## Отрывок

__________________________________________________

Вскоре умер Люй Гуан, и ему наследовал Люй Шао, его сын. Однако по прошествии нескольких дней он был низвергнут с престола и убит Люй Цзюанем — побочным сыном Люй Гуана. Люй Цзюань учредил девиз правления Сянь-нин.

На втором году под девизом правления Сянь-нин (400 г.) чья-то свинья принесла поросенка о трех головах, а из колодца, что в восточном предместье, вылетел дракон. Он опустился у императорского дворца и лежал там, извиваясь. На следующее утро он исчез. Правитель посчитал это хорошим предзнаменованием и назвал тот дворец Дворцом парящего дракона. Вскоре после этого через ворота Девяти дворцов вслед за солнцем 13 поднялся ввысь черный дракон, и Люй Цзюань дал новое название тем воротам — “Ворота драконовой благости”. Кумараджива сказал следующее: “Эти таинственные драконы, вышедшие погулять, и бесовская свинья показались неспроста. Иногда зловещие драконы появляются и исчезают, а тот, кому доведется их видеть, не избежит страшной беды. Наверное, есть подлые люди, которые замышляют сменить государя. Нужно тебе умножать добродетели, чтобы соответствовать небесным установлениям”. Люй Цзюань не внял его словам. Как-то раз Люй Цзюань и Кумараджива развлекались игрой в шахматы. Люй Цзюань выиграл фигуру и воскликнул: “Вот я и обезглавил раба (хуну)!” “Как же это возможно? — возразил Кумараджива, — ведь раб сам отрубит кое-кому голову”. В этих словах содержался намек, но правитель так ничего и не понял. У Люй Гуана был младший брат Люй Бао. У того был сын Люй Чао, которого от рождения звали Ху-ну. И вышло так, что он-то и обезглавил Люй Цэюаня, а затем сделал правителем своего старшего брата Люй Луна. Только тогда всем стало ясно, что скрывалось за словами Кумарадживы.

__________________________________________________

## Предоставленные записи
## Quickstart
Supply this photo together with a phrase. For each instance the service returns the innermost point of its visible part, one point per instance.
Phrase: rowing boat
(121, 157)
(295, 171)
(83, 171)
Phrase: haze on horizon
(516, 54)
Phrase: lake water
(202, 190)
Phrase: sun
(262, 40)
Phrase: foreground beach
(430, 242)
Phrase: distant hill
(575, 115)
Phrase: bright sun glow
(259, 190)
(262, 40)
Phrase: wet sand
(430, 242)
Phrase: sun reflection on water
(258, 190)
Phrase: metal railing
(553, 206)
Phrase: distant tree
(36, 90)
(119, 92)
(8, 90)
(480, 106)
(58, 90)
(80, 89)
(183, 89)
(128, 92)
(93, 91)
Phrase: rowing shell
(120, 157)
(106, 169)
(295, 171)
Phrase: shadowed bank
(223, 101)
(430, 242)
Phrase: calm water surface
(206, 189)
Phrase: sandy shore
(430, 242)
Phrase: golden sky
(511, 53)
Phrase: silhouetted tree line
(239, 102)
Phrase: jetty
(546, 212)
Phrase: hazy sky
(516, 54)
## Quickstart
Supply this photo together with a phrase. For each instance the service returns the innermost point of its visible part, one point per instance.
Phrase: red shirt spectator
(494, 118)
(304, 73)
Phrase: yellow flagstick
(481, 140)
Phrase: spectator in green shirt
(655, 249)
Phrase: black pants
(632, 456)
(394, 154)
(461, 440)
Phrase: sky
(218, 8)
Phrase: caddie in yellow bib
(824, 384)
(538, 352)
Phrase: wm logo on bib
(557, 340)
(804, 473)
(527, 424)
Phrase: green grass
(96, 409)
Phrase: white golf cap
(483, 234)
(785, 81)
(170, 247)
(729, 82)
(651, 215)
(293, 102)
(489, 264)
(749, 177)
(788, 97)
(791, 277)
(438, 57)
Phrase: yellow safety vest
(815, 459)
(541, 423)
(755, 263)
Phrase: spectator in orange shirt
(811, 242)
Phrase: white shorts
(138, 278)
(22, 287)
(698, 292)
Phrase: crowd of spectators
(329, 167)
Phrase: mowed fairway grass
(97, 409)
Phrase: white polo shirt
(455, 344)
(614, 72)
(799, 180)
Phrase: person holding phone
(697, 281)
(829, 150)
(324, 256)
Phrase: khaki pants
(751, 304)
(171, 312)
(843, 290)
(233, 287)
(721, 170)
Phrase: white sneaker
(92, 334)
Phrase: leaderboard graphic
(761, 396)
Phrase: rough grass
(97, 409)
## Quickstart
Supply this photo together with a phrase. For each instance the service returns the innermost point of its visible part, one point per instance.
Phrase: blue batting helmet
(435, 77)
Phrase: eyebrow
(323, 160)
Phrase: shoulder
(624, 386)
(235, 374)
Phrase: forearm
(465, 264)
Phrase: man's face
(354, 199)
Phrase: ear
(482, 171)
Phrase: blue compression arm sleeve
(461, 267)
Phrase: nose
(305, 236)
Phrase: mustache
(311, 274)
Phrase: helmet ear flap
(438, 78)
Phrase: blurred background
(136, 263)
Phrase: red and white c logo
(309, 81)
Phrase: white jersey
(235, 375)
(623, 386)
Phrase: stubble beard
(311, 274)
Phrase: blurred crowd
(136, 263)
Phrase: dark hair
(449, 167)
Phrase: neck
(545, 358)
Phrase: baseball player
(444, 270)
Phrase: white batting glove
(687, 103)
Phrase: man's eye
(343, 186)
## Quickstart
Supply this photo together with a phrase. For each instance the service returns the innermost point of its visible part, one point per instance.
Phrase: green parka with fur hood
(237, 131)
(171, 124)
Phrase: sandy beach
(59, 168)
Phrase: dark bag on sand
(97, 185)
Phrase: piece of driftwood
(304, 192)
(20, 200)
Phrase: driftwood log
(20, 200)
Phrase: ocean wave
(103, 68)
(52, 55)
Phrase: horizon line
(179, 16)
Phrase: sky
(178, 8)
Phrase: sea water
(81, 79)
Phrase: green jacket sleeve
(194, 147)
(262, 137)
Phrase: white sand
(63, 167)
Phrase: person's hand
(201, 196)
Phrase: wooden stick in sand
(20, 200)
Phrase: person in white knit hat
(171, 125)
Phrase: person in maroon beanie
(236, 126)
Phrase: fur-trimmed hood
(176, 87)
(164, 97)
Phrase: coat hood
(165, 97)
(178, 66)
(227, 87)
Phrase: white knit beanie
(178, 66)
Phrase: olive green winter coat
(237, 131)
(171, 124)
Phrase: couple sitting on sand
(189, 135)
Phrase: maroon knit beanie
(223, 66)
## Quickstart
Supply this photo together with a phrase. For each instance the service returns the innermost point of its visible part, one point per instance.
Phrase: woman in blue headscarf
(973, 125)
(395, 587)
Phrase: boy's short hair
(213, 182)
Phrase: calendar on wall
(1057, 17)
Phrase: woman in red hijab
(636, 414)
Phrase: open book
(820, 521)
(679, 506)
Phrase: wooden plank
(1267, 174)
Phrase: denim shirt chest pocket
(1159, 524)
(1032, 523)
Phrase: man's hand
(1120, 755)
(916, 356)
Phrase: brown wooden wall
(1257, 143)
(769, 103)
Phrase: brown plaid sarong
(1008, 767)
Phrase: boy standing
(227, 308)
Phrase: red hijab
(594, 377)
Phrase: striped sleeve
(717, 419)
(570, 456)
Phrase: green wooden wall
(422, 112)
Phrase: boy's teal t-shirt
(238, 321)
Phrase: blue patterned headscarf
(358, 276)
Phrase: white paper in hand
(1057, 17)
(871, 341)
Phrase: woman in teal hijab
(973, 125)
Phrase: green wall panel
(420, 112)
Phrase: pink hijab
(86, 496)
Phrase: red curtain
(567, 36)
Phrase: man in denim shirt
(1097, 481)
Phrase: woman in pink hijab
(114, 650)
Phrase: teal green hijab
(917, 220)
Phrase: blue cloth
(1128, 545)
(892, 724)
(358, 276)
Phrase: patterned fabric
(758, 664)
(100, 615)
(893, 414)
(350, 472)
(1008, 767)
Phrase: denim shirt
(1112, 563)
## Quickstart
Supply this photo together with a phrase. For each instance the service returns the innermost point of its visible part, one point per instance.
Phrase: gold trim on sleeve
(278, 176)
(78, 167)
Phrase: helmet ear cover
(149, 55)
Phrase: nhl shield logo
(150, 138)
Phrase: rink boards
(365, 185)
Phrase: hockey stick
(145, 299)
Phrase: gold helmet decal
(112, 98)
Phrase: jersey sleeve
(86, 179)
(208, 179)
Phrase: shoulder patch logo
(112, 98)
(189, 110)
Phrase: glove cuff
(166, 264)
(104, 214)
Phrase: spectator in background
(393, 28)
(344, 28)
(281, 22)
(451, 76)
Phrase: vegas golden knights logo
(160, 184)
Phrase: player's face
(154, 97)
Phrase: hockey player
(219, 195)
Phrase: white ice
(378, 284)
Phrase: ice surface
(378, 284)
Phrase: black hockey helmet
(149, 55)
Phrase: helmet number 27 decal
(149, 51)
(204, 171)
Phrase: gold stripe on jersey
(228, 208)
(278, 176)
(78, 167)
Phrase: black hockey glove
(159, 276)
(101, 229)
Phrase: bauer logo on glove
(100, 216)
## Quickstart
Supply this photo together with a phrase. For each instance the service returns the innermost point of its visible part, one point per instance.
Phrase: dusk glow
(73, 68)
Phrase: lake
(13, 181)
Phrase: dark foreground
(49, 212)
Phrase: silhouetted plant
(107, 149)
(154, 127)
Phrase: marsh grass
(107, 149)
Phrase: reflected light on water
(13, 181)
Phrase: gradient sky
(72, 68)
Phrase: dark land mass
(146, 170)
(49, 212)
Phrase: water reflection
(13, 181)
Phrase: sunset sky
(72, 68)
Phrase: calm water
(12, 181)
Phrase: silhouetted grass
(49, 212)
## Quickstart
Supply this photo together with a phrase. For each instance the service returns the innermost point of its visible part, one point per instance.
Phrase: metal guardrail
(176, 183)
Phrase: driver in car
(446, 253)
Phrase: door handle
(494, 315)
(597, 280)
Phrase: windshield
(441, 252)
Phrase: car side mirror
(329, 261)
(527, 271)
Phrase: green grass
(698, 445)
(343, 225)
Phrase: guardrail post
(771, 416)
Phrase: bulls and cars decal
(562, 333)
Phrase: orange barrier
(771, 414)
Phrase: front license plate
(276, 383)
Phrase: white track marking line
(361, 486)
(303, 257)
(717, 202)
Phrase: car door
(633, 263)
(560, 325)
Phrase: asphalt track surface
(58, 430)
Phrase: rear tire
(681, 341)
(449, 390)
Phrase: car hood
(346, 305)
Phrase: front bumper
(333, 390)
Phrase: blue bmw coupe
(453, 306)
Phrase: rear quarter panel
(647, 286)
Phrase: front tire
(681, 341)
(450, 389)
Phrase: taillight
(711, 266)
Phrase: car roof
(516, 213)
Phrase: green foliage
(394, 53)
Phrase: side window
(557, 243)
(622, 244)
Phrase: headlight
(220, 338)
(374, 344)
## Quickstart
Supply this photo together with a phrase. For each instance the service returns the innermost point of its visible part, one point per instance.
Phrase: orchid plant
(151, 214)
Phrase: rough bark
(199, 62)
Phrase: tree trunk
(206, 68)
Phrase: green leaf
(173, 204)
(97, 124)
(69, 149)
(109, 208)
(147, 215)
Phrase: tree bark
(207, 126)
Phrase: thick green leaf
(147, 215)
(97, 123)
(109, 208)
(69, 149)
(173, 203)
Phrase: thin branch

__________________________________________________

## Поставленная цель 1
Как, согласно отрывку о Кумарадживе, Люй Цзюань назвал дворец, у которого лежал дракон?
## Поставленная цель 2
Перепишите из отрывка о Кумарадживе фрагмент, начиная со слов «Вскоре умер Люй» и заканчивая словами «девиз правления Сянь-нин.» включительно.
## Поставленная цель 3
Продолжите отрывок о Кумарадживе после его последнего предложения.
Записи представляют собой отдельный материал, с отрывком о Кумарадживе не связанный.

## Результат упражнения 1
Дворцом парящего дракона.

## Результат упражнения 2
Вскоре умер Люй Гуан, и ему наследовал Люй Шао, его сын. Однако по прошествии нескольких дней он был низвергнут с престола и убит Люй Цзюанем — побочным сыном Люй Гуана. Люй Цзюань учредил девиз правления Сянь-нин.

## Результат упражнения 3
За долгие годы, что Кумараджива провел в Лянчжоу, ни Люй Гуан, ни его сыновья не приобщились к Учению. И как ни углублялись познания Кумарадживы, применения он им не находил. Фу Цзянь умер, и их встреча не состоялась. Яо Чан, узурпировавший власть в Гуаньчжуне, также был осведомлен о достоинствах и славе Кумарадживы и, преисполненный почтения, приглашал к себе. Правители из рода Люй вершили государственные дела, опираясь на мудрые наставления Кумарадживы. Они опасались, что [140] и Яо Чан в тайных планах против них будет руководствоваться советами Кумарадживы, и потому не пускали его на восток.

Яо Чан умер, и власть перешла к его сыну Яо Сину. И Яо Син не раз приглашал Кумарадживу. В третью луну третьего года правления под девизом Хун-ши (401 г.) деревья, что росли в саду при императорском дворце, переплелись кронами, а в парке Сяояоюань лук превратился в лаванду. Рассудили, что произойдет важное событие: в Гуаньчжун прибудет мудрец.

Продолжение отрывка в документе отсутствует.